• TEXT BLOCK:
#####

In this paper, the theory of semigroups and evolution equations is applied to the integro-differential initial value problem \[ \partial_t u(x,t) = -a(x)u(x,t) + \int_x^\infty a(y) b(x| y) u(y,t)\,dy + \partial_x [r(x)u(x,t)], \qquad u(x,0) = u_0(x), \] modeling fragmentation with mass loss, where \(u(x,t)\) is the time-dependent number density of particles with mass \(x\). The above i.v.p. is recast into an abstract Cauchy problem \[ \dot u(t) = (A+B) u(t), \qquad u(0) = u_0, \] in the space \(L^1([0,\infty), x\,dx)\), where \(Au\) is formally given by the loss term \(-au + \partial_x [ru]\) and \(Bu\) is formally given by the integral gain term. Since the non-negative functions \(a\), \(b\) and \(r\) are not assumed to be bounded, all the operators involved are unbounded.

#####

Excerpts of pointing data
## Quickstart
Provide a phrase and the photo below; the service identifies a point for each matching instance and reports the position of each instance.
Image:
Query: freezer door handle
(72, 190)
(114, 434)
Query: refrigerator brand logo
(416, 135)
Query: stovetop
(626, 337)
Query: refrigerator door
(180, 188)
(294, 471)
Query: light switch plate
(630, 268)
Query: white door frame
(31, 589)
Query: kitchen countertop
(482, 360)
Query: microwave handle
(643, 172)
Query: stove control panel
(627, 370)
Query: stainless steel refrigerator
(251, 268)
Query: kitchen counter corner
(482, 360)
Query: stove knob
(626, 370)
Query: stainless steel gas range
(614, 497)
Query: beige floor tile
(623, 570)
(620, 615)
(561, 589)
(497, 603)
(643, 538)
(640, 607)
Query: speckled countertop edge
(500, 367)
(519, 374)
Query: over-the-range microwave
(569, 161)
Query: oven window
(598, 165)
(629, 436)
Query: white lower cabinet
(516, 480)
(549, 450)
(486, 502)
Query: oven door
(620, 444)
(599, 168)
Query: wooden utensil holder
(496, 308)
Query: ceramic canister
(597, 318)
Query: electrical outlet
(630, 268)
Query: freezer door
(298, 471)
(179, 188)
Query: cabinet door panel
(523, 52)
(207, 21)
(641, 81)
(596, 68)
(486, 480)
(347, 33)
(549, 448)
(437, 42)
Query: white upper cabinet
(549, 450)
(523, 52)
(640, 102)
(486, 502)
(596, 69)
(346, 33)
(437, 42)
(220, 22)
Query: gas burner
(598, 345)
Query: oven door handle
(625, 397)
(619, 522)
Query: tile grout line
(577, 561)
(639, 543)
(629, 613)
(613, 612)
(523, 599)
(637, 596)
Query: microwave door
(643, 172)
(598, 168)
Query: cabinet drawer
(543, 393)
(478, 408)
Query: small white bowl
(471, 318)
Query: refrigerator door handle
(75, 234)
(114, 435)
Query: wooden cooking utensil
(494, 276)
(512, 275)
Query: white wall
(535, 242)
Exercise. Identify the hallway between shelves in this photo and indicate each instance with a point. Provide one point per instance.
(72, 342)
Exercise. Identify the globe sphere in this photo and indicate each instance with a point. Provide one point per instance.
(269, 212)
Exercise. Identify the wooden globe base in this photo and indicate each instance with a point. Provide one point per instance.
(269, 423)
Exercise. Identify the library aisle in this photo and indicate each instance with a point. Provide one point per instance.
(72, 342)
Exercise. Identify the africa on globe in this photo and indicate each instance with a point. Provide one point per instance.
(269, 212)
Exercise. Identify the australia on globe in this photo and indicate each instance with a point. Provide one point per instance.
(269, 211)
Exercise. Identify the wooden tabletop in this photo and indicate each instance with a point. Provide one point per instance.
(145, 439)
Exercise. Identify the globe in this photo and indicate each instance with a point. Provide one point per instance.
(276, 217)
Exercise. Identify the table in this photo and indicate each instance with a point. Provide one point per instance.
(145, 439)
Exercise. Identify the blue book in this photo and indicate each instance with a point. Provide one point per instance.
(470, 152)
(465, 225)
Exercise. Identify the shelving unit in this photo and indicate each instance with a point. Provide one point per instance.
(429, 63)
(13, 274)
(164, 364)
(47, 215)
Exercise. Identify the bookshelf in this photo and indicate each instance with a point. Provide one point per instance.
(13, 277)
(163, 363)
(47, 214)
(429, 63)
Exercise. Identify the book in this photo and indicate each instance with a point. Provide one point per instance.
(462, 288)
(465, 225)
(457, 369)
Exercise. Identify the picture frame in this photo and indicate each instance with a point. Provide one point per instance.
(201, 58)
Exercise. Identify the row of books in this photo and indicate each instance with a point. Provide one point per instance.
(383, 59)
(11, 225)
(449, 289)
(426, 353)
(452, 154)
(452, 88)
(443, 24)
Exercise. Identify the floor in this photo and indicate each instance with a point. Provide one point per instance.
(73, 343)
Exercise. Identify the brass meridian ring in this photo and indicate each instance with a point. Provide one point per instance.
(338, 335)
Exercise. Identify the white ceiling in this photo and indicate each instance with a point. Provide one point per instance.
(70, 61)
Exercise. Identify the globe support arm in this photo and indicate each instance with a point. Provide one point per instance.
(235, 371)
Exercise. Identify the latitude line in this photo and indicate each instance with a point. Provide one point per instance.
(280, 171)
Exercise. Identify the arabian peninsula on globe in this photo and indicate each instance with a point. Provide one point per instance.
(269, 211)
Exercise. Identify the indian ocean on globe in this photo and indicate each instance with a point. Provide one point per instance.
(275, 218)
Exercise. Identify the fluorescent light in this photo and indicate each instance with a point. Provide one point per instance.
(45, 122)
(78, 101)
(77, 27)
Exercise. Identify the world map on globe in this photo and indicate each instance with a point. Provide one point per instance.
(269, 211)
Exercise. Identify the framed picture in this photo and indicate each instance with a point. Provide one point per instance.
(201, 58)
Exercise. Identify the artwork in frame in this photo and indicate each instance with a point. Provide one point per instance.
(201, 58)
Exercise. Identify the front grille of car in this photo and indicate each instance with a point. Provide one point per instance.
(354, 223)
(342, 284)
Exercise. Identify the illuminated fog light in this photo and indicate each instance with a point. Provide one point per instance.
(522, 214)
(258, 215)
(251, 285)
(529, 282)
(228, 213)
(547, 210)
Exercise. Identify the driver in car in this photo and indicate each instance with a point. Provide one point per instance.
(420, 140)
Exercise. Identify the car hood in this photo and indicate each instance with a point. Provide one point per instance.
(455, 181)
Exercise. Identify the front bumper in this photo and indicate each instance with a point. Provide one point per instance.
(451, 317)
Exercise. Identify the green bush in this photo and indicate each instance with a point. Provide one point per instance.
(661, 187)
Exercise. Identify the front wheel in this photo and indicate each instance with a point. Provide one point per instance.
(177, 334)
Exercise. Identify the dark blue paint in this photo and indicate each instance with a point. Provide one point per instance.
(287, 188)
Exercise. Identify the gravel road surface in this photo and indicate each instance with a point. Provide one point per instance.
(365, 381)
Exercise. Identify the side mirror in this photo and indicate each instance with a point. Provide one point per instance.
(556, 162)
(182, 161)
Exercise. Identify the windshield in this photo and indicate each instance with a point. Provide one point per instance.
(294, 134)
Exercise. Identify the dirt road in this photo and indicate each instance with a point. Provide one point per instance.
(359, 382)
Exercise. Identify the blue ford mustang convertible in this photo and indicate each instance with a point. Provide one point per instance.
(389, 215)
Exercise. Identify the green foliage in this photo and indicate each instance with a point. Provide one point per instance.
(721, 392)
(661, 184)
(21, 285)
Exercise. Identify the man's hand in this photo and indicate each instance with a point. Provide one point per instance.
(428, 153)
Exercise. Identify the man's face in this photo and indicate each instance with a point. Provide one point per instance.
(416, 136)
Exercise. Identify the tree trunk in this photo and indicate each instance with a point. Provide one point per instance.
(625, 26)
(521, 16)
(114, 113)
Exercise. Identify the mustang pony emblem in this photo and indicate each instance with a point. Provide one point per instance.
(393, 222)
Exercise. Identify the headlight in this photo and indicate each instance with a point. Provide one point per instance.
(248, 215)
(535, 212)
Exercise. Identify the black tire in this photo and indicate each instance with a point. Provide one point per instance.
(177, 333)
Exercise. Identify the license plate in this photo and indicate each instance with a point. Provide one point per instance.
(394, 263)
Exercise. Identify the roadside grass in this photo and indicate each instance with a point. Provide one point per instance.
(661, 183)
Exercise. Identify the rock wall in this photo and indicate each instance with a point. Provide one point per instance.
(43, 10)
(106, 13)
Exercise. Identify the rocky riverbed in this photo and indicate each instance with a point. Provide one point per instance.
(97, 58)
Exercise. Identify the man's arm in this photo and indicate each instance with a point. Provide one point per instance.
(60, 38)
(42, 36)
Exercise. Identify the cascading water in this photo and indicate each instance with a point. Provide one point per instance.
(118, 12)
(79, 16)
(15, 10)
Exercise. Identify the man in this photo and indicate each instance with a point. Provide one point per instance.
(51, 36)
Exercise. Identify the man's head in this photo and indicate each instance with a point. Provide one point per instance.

#####

• JOBS:
1 - According to the fragmentation abstract, what does u(x,t) represent?
2 - Retype everything in the fragmentation abstract from "In this paper, the" down to "involved are unbounded.".
3 - Continue the fragmentation abstract from the point at which it stops.

• SOLVED PROBLEMS:
1 - The time-dependent number density of particles with mass x.

2 -
In this paper, the theory of semigroups and evolution equations is applied to the integro-differential initial value problem \[ \partial_t u(x,t) = -a(x)u(x,t) + \int_x^\infty a(y) b(x| y) u(y,t)\,dy + \partial_x [r(x)u(x,t)], \qquad u(x,0) = u_0(x), \] modeling fragmentation with mass loss, where \(u(x,t)\) is the time-dependent number density of particles with mass \(x\). The above i.v.p. is recast into an abstract Cauchy problem \[ \dot u(t) = (A+B) u(t), \qquad u(0) = u_0, \] in the space \(L^1([0,\infty), x\,dx)\), where \(Au\) is formally given by the loss term \(-au + \partial_x [ru]\) and \(Bu\) is formally given by the integral gain term. Since the non-negative functions \(a\), \(b\) and \(r\) are not assumed to be bounded, all the operators involved are unbounded.

3 -
The authors prove that \(A\), defined on a suitable domain \({\mathcal D}(A)\) which is explicitly described, generates a substochastic semigroup (i.e., a positive \(C_0\)-semigroup). Then, generalizing previous results of J. Voigt [Transp. Theory Stat. Phys. 16, 453–466 (1987; Zbl 0634.47040)], L. Arlotti [Acta Appl. Math. 23, 129–144 (1991; Zbl 0734.45005)] and J. Banasiak [Taiwanese J. Math. 5, 169–191 (2001; Zbl 1002.47021)], they are able to prove that the closure \(\overline{A+B}\) of \(A+B\) still generates a substochastic semigroup and, moreover, that the formal mass-rate equation \[ {d \over dt} \int_0^\infty u(x,t)x\,dx = -\int_0^\infty a(x)\lambda(x) u(x,t) x\,dx - \int_0^\infty r(x) u(x,t)\,dx, \] where \(\lambda\) is defined by \(\int_0^y x b(x| y)\,dx = y - \lambda(y)y\), is rigorously satisfied if \(u_0 \in {\mathcal D}(\overline{A+B})^+\).
Dealing with the subtle question of unbounded perturbations, this very interesting paper may be recommended (in spite of its “applied” motivations) also to theoretically-oriented semigroup people.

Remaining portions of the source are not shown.